Extracted information:
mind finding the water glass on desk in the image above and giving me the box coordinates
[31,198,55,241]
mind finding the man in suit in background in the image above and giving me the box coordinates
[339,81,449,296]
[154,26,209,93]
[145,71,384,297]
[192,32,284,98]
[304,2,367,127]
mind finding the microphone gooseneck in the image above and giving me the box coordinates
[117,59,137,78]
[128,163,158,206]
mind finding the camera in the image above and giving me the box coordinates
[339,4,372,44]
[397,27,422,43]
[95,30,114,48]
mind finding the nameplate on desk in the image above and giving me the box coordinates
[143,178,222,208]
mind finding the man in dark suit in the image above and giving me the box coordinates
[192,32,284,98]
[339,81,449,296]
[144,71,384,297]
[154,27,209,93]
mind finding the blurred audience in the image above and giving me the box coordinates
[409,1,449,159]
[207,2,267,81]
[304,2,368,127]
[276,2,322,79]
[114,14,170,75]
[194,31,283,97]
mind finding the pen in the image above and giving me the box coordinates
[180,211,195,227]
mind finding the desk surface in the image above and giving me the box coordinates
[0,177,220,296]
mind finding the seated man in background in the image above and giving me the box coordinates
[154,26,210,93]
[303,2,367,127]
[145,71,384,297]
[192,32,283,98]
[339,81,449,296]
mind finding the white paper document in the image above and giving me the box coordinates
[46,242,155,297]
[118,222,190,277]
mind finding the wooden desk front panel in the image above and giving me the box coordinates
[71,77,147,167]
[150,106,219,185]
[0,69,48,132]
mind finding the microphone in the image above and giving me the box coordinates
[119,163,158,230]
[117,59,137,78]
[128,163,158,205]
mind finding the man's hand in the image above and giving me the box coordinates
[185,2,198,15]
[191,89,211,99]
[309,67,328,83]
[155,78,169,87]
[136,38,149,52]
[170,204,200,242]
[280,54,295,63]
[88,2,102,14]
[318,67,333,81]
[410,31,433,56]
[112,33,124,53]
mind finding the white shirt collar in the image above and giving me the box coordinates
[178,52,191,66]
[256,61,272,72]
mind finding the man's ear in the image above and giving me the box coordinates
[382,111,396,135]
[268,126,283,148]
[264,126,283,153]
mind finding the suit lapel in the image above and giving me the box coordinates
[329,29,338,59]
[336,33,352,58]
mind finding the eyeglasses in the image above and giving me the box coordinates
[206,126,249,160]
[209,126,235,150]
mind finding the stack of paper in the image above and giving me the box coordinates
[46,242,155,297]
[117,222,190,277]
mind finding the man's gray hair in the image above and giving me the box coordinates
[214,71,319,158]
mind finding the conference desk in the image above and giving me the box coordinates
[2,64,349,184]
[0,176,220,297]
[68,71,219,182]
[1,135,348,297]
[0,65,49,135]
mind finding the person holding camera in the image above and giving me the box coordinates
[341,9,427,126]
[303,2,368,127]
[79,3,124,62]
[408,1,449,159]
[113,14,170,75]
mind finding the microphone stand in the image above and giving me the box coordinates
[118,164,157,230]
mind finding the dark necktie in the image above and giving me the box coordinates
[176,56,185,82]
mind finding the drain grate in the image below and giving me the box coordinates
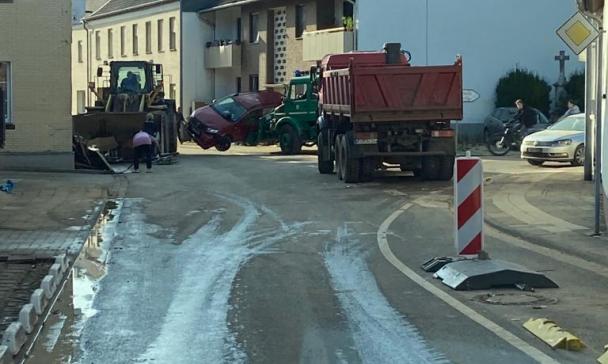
[476,293,558,306]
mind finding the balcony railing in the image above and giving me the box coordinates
[302,27,355,61]
[204,43,241,69]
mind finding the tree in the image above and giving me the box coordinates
[495,68,551,116]
[564,70,585,112]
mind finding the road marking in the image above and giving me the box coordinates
[486,225,608,279]
[377,203,559,364]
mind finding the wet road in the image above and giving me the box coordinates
[25,146,600,364]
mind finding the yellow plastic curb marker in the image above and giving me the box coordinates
[597,345,608,364]
[523,318,585,351]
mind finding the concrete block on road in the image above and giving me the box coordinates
[30,288,47,315]
[18,304,37,334]
[40,275,57,300]
[1,322,26,355]
[0,345,12,364]
[54,254,69,273]
[49,263,62,281]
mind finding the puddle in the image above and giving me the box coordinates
[26,199,122,364]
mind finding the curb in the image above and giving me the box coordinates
[0,200,112,362]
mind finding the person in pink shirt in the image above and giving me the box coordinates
[132,114,158,173]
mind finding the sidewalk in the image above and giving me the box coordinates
[484,164,608,266]
[0,171,118,362]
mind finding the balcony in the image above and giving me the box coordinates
[204,43,241,69]
[302,28,355,61]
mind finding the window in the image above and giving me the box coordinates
[169,17,177,51]
[0,62,10,124]
[295,5,305,38]
[146,21,152,54]
[116,64,148,93]
[76,90,86,114]
[120,26,126,56]
[236,77,242,93]
[132,24,139,55]
[249,74,259,91]
[236,18,242,42]
[107,29,114,58]
[169,83,176,100]
[249,13,259,43]
[77,41,83,63]
[289,83,308,100]
[157,19,164,52]
[95,31,101,59]
[211,96,247,122]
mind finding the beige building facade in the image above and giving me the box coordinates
[73,0,181,115]
[0,0,73,170]
[182,0,356,115]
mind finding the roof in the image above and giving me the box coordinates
[88,0,178,20]
[182,0,265,12]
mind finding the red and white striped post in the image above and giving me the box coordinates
[454,154,484,256]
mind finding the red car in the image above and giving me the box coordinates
[187,91,283,151]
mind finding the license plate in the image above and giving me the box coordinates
[527,148,542,153]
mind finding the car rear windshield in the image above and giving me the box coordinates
[212,97,247,122]
[549,116,585,131]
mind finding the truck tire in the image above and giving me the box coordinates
[279,125,302,155]
[437,156,455,181]
[343,132,361,183]
[317,131,334,174]
[336,134,345,180]
[421,156,440,180]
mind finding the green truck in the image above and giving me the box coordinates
[257,75,319,154]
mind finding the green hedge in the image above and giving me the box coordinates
[495,68,551,115]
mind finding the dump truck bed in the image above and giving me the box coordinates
[320,59,463,123]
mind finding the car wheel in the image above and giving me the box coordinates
[215,135,232,152]
[527,159,544,166]
[571,145,585,166]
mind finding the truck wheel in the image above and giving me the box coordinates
[317,131,334,174]
[336,135,345,180]
[437,156,455,181]
[421,156,440,180]
[343,133,361,183]
[360,158,375,182]
[279,125,302,155]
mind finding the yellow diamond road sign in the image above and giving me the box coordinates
[557,12,600,55]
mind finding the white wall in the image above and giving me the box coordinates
[182,12,214,114]
[358,0,583,123]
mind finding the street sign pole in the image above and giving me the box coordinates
[594,27,603,236]
[585,45,594,181]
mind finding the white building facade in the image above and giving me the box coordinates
[358,0,583,124]
[72,0,181,115]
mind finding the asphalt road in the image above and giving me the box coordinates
[26,146,608,364]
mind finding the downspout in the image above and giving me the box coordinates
[83,18,91,108]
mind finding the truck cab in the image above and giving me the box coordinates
[260,76,319,154]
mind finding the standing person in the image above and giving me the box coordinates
[132,118,158,173]
[561,99,581,119]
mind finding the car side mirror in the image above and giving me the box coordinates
[96,67,103,77]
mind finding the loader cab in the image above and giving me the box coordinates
[108,61,157,95]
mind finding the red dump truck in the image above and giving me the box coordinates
[315,43,463,182]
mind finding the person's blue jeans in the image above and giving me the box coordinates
[134,144,152,170]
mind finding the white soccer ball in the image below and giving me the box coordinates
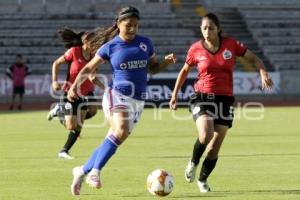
[146,169,174,197]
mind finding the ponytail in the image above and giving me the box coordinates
[88,23,119,54]
[58,27,85,48]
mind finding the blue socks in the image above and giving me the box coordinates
[83,134,121,174]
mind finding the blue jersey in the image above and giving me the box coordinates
[97,35,154,100]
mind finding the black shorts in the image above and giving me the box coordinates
[13,86,25,95]
[61,92,97,116]
[189,92,235,128]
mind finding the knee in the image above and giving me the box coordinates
[65,121,77,131]
[114,125,129,142]
[198,132,213,145]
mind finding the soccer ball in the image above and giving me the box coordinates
[146,169,174,197]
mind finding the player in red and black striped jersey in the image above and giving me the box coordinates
[169,13,273,193]
[48,28,105,159]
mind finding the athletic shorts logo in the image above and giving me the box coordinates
[139,42,147,52]
[192,106,201,115]
[65,102,72,110]
[120,63,128,70]
[223,49,232,60]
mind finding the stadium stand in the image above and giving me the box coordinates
[238,5,300,71]
[0,0,196,74]
[170,0,274,71]
[2,0,298,75]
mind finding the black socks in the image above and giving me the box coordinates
[61,130,81,152]
[199,157,218,182]
[191,139,207,166]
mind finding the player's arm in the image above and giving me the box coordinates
[148,53,177,74]
[25,66,32,76]
[242,49,273,90]
[68,55,105,101]
[169,63,192,110]
[88,69,105,90]
[52,55,67,91]
[6,66,13,79]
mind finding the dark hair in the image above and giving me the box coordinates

Work instructions: The required output is the lines from the one holding "mind finding the black socks" through the last line of the entries above, copied exactly.

Reply:
mind finding the black socks in the image above and giving me the box coordinates
[61,130,81,152]
[199,157,218,182]
[191,139,207,166]
mind finding the player's arm in the image above and giving me the box coordinates
[148,53,177,74]
[25,66,32,76]
[242,49,273,90]
[68,55,105,101]
[169,63,192,110]
[88,69,105,90]
[52,55,67,91]
[6,66,13,79]
mind finding the dark hair in the image above and giving me the box coordinates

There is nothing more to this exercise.